The complete listing should be restated exactly.

[Point labeling examples]
BEGIN

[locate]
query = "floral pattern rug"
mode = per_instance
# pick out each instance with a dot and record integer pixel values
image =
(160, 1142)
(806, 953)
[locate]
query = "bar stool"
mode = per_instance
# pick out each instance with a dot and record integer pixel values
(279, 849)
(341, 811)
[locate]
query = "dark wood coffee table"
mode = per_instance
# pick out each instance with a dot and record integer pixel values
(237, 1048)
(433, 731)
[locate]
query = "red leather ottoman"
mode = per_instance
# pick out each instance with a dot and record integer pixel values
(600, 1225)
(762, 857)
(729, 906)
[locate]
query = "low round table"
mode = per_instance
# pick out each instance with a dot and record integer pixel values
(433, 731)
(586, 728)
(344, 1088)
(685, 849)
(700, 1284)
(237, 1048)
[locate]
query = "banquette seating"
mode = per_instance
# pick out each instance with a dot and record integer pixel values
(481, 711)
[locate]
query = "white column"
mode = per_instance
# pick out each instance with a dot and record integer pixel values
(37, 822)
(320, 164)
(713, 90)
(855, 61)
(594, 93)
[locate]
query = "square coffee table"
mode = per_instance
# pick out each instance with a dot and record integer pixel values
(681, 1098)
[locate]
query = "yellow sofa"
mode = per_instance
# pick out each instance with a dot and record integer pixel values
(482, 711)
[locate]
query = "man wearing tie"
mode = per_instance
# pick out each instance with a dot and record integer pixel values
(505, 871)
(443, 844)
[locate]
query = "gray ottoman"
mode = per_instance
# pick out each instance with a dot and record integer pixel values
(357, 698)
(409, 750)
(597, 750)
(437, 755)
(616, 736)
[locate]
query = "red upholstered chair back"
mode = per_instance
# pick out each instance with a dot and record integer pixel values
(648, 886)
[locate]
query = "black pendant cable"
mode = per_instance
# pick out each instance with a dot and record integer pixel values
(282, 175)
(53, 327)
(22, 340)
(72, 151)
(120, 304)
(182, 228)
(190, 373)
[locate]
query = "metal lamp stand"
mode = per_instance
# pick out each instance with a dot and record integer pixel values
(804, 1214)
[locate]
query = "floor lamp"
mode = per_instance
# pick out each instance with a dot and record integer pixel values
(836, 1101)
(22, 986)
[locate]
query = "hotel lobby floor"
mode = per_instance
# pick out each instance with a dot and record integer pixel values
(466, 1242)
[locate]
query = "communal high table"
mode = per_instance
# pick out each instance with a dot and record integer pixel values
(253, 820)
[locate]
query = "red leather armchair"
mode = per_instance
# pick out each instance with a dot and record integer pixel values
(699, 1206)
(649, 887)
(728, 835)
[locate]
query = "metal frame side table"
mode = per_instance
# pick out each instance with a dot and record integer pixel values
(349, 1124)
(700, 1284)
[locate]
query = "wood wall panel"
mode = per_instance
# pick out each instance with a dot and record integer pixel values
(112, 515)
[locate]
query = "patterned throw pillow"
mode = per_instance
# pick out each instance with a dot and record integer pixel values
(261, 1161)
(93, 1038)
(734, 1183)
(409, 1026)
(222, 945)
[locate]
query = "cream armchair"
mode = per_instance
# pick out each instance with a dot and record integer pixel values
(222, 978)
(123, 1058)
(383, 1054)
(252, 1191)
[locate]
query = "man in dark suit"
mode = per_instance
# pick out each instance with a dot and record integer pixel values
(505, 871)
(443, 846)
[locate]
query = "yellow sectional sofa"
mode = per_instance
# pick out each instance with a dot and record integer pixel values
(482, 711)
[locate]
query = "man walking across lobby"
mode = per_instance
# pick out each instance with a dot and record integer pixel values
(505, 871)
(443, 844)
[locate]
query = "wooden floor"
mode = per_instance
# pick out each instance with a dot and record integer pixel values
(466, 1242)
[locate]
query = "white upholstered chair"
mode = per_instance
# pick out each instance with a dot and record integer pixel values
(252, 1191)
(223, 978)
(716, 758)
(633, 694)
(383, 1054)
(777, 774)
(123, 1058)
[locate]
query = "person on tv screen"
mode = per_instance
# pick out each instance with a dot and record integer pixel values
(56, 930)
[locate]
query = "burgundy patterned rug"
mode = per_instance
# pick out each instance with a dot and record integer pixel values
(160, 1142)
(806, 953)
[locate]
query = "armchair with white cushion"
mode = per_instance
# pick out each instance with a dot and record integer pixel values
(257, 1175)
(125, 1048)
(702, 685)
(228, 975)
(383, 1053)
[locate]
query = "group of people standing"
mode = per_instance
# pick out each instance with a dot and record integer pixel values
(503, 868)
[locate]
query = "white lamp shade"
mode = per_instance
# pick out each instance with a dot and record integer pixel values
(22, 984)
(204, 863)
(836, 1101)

END

# TASK SOLUTION
[locate]
query = "floral pattern rug"
mode = per_instance
# pick out each instance with a dot and record integer pixel values
image =
(160, 1142)
(806, 953)
[locate]
query = "bar stool"
mode = per_instance
# pick out each instance with a dot and record integer pixel values
(279, 849)
(341, 811)
[locate]
query = "dark wood coffee table"
mode = per_instance
# pick out each instance with a dot and record integer pixel values
(237, 1048)
(433, 731)
[locate]
query = "red leather ottoman"
mode = per_instance
# pick out each instance with a dot and record integer pixel values
(600, 1225)
(762, 857)
(729, 906)
[locate]
query = "low round table"
mode = per_instance
# pick out each instance with a dot and record integer pixel values
(433, 731)
(586, 728)
(344, 1088)
(685, 849)
(700, 1284)
(237, 1048)
[locate]
query = "banquette seating"
mode = per_instance
# pick out each instance with a dot and record integer pixel values
(481, 711)
[locate]
query = "white column"
mode = per_instance
# pick out each instance with a dot and record integer pixel values
(37, 822)
(320, 164)
(713, 90)
(855, 61)
(594, 93)
[locate]
query = "square coffee table"
mode = per_instance
# pick out each instance with a dot and record integer pixel values
(681, 1098)
[locate]
query = "yellow sofa"
mode = per_instance
# pick out each instance with a dot and record integer pixel values
(482, 711)
[locate]
query = "man wearing tie"
mode = per_instance
# pick out each instance with a dot and record integer pixel values
(505, 871)
(443, 844)
[locate]
query = "gray ottoman"
mode = per_instance
# pick out each instance with a dot and record integer pixel values
(357, 698)
(409, 750)
(597, 750)
(437, 755)
(616, 736)
[locate]
query = "red upholstered chair back"
mode = per_instance
# pick out each instance with a dot and record integer pixel values
(648, 886)
[locate]
query = "black pendant cable"
mode = per_instance
# pick out each instance with a dot and record integer pixel values
(282, 175)
(53, 327)
(22, 340)
(72, 151)
(120, 304)
(182, 228)
(190, 373)
[locate]
query = "metal lamp stand"
mode = per_instance
# pick out each instance with a dot and record integer pixel values
(804, 1214)
[locate]
query = "floor lamp"
mode = per_instance
# pick out each instance with a dot and record integer pixel values
(836, 1101)
(22, 986)
[locate]
query = "hotel lobby floor"
mode = per_instance
# pick out each instance with a dot and record integer pixel values
(466, 1242)
[locate]
query = "communal high table"
mode = per_instance
# pick out each instance with a dot and record integer pixel values
(253, 820)
[locate]
query = "red leather armchair"
mode = per_instance
# pick out each instance with a dot and record integer pixel values
(699, 1206)
(649, 887)
(728, 835)
[locate]
query = "metal frame side table"
mode = per_instance
# pick out each instance with a dot and record integer pixel values
(349, 1124)
(700, 1284)
[locate]
query = "wood wall panel"
mode = per_instance
# pick out each instance with a dot and record integer pixel values
(112, 515)
[locate]
query = "patterned throw pillow"
mode = per_instance
# pick out each instance with a dot and record integer pixel values
(261, 1161)
(93, 1038)
(734, 1183)
(409, 1026)
(222, 945)
[locate]
query = "cream armchair"
mode = per_instance
# pick out each instance with a dot and record integer pixel values
(222, 978)
(123, 1058)
(383, 1054)
(252, 1191)
[locate]
query = "man in dark suit"
mode = per_instance
# pick out each instance with a dot and record integer pixel values
(505, 871)
(443, 846)
[locate]
query = "yellow sectional sofa"
mode = per_instance
# pick out each instance with a dot and record integer pixel values
(482, 711)
[locate]
query = "man walking across lobby"
mode = per_instance
# pick out each instance with a dot and record integer pixel values
(505, 871)
(443, 844)
[locate]
query = "wooden floor"
mode = per_instance
# pick out each instance with a dot and record integer pixel values
(466, 1242)
[locate]
query = "white upholstered chair"
mode = per_instance
# pick out each instance with a dot and record integer pixel values
(252, 1191)
(223, 978)
(716, 758)
(633, 694)
(383, 1054)
(777, 774)
(123, 1058)
[locate]
query = "person on tv screen"
mode = per_instance
# pick out each instance with a dot and record integer pixel values
(56, 930)
[locate]
query = "burgundy patterned rug"
mode = per_instance
# pick out each instance with a dot and record integer pixel values
(160, 1142)
(806, 953)
[locate]
query = "armchair with white cushion"
mode = per_instance
# pick out each instance with a dot and record integer pixel values
(257, 1175)
(125, 1048)
(702, 685)
(228, 975)
(383, 1053)
[locate]
query = "group of people standing"
mode = per_instance
# pick out each instance with a dot and record integer pixel values
(503, 868)
[locate]
query = "white lamp shade"
mode = per_instance
# pick out each instance with a dot and record integer pixel values
(22, 984)
(204, 863)
(836, 1101)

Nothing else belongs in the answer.